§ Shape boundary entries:
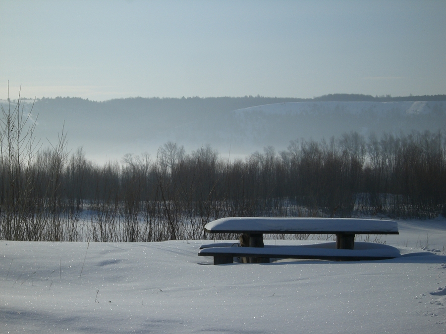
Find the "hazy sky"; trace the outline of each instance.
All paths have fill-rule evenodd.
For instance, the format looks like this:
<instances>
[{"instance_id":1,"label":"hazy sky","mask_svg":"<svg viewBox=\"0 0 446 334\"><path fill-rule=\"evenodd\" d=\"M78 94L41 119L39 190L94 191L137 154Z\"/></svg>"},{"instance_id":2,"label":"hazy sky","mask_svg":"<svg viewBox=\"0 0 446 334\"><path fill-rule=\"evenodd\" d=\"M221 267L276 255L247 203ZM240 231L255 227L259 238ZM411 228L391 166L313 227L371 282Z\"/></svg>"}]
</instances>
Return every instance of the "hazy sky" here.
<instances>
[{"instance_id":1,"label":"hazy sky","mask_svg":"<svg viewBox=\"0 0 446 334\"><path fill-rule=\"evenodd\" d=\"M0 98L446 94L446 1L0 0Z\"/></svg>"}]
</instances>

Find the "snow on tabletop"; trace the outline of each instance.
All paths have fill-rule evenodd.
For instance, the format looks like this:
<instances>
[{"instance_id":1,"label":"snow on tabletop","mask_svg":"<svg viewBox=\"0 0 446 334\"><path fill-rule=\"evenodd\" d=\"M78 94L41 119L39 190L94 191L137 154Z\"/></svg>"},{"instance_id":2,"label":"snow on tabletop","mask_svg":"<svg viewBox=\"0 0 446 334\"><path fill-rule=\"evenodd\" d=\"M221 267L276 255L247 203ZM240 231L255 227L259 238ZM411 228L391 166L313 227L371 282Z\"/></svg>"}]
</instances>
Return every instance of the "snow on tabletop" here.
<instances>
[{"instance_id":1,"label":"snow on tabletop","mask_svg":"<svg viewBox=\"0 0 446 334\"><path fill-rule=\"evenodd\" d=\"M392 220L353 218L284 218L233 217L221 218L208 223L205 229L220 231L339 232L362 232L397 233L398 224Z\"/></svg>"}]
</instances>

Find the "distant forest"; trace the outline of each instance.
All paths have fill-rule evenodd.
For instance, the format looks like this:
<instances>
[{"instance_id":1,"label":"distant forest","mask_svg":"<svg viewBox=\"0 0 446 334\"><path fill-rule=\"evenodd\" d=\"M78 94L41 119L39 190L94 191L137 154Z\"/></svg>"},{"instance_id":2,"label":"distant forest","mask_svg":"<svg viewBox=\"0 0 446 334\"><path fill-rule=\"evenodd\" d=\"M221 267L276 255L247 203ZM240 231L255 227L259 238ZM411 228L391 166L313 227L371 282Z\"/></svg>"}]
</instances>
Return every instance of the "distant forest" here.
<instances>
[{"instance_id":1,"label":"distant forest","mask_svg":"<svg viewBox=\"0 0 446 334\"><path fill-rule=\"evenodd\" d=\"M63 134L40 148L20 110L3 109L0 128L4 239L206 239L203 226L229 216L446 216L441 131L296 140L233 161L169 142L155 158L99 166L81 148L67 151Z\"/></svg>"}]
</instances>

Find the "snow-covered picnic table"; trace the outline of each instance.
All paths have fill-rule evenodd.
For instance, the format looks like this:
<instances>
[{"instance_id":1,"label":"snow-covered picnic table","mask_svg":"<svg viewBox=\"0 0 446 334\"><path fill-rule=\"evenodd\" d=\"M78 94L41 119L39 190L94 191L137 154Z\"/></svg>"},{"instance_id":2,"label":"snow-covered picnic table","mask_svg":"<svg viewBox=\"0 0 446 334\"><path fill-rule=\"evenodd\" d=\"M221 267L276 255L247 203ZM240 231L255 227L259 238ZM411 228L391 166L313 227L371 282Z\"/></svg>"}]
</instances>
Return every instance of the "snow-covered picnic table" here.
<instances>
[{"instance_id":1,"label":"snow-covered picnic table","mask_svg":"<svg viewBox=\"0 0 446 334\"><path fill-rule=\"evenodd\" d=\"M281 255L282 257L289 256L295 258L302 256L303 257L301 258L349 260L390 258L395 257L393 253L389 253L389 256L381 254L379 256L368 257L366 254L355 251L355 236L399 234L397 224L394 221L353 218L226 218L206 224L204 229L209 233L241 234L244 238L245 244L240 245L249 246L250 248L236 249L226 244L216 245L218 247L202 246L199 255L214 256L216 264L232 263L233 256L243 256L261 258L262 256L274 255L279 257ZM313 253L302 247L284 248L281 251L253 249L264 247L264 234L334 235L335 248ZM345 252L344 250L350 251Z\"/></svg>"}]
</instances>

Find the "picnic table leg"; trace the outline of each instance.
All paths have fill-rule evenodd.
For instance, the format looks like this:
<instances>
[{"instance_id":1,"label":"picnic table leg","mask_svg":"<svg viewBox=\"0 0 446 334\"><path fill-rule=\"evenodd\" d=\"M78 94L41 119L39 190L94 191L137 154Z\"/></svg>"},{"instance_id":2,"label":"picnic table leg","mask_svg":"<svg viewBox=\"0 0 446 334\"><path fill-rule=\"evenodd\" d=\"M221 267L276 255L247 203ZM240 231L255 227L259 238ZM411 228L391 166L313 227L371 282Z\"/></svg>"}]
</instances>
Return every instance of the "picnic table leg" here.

§ Written problem:
Reproduce each entry verbatim, excluding any embedded images.

§ Full response:
Find the "hazy sky"; trace the outline of each instance.
All paths have fill-rule evenodd.
For instance, the format looks like this:
<instances>
[{"instance_id":1,"label":"hazy sky","mask_svg":"<svg viewBox=\"0 0 446 334\"><path fill-rule=\"evenodd\" d=\"M78 94L41 119L39 190L94 191L137 154Z\"/></svg>"},{"instance_id":2,"label":"hazy sky","mask_svg":"<svg viewBox=\"0 0 446 334\"><path fill-rule=\"evenodd\" d=\"M221 267L276 255L247 203ZM240 231L255 227L259 238ZM411 228L391 166L313 227L371 282Z\"/></svg>"}]
</instances>
Return every instance of the "hazy sky" here.
<instances>
[{"instance_id":1,"label":"hazy sky","mask_svg":"<svg viewBox=\"0 0 446 334\"><path fill-rule=\"evenodd\" d=\"M0 98L446 94L446 1L0 0Z\"/></svg>"}]
</instances>

Find the "snow on tabletop"; trace the outline of each instance.
All paths have fill-rule evenodd.
For instance, the format looks like this:
<instances>
[{"instance_id":1,"label":"snow on tabletop","mask_svg":"<svg viewBox=\"0 0 446 334\"><path fill-rule=\"evenodd\" d=\"M78 94L41 119L39 190L94 191L137 154Z\"/></svg>"},{"instance_id":2,"label":"snow on tabletop","mask_svg":"<svg viewBox=\"0 0 446 334\"><path fill-rule=\"evenodd\" d=\"M221 267L276 255L247 203ZM240 231L255 227L259 238ZM411 228L391 166L313 227L371 282Z\"/></svg>"}]
</instances>
Return every instance of the "snow on tabletop" here.
<instances>
[{"instance_id":1,"label":"snow on tabletop","mask_svg":"<svg viewBox=\"0 0 446 334\"><path fill-rule=\"evenodd\" d=\"M392 220L353 218L284 218L233 217L221 218L208 223L205 229L220 231L339 232L362 232L397 233L398 224Z\"/></svg>"}]
</instances>

Find the "distant forest"; trace the outline of each instance.
All paths have fill-rule evenodd.
For instance, the format looks like this:
<instances>
[{"instance_id":1,"label":"distant forest","mask_svg":"<svg viewBox=\"0 0 446 334\"><path fill-rule=\"evenodd\" d=\"M78 94L41 119L39 190L94 191L137 154Z\"/></svg>"},{"instance_id":2,"label":"distant forest","mask_svg":"<svg viewBox=\"0 0 446 334\"><path fill-rule=\"evenodd\" d=\"M221 267L276 255L247 203ZM240 231L255 227L259 238ZM411 228L391 166L313 227L371 282Z\"/></svg>"}]
</instances>
Return every instance of the "distant forest" here.
<instances>
[{"instance_id":1,"label":"distant forest","mask_svg":"<svg viewBox=\"0 0 446 334\"><path fill-rule=\"evenodd\" d=\"M63 134L40 148L20 110L3 109L0 128L4 239L206 239L203 226L229 216L446 216L441 131L296 140L233 161L169 142L155 158L99 166L81 148L67 151Z\"/></svg>"}]
</instances>

Find the "snow-covered picnic table"; trace the outline of each instance.
All paths have fill-rule evenodd.
For instance, the format looks like this:
<instances>
[{"instance_id":1,"label":"snow-covered picnic table","mask_svg":"<svg viewBox=\"0 0 446 334\"><path fill-rule=\"evenodd\" d=\"M78 94L41 119L39 190L94 191L137 154Z\"/></svg>"},{"instance_id":2,"label":"snow-covered picnic table","mask_svg":"<svg viewBox=\"0 0 446 334\"><path fill-rule=\"evenodd\" d=\"M221 267L276 255L247 203ZM240 231L255 227L259 238ZM411 228L391 166L313 227L371 282Z\"/></svg>"}]
</instances>
Return every instance of the "snow-covered picnic table" here.
<instances>
[{"instance_id":1,"label":"snow-covered picnic table","mask_svg":"<svg viewBox=\"0 0 446 334\"><path fill-rule=\"evenodd\" d=\"M281 255L282 257L289 256L295 258L302 256L303 257L301 258L349 260L390 258L395 257L393 253L389 253L389 256L381 254L379 256L368 257L366 254L355 251L355 236L399 234L397 224L394 221L353 218L226 218L206 224L204 229L209 233L241 234L244 238L245 244L240 245L249 246L250 248L236 249L226 244L216 245L218 247L202 246L199 255L214 256L216 264L232 263L233 256L243 256L261 258L262 256L274 255L279 257ZM313 253L302 247L284 248L281 251L253 249L264 247L264 234L334 235L335 248ZM345 252L344 250L350 251Z\"/></svg>"}]
</instances>

Find the "picnic table leg"; trace the outline of each instance.
All paths have fill-rule evenodd.
For instance, the format looks like this:
<instances>
[{"instance_id":1,"label":"picnic table leg","mask_svg":"<svg viewBox=\"0 0 446 334\"><path fill-rule=\"evenodd\" d=\"M78 94L41 119L39 190L94 191L137 154Z\"/></svg>"},{"instance_id":2,"label":"picnic table leg","mask_svg":"<svg viewBox=\"0 0 446 334\"><path fill-rule=\"evenodd\" d=\"M221 267L276 255L247 203ZM240 231L255 227L259 238ZM411 228L391 166L313 227L371 282Z\"/></svg>"}]
</instances>
Return every instance of the "picnic table leg" here.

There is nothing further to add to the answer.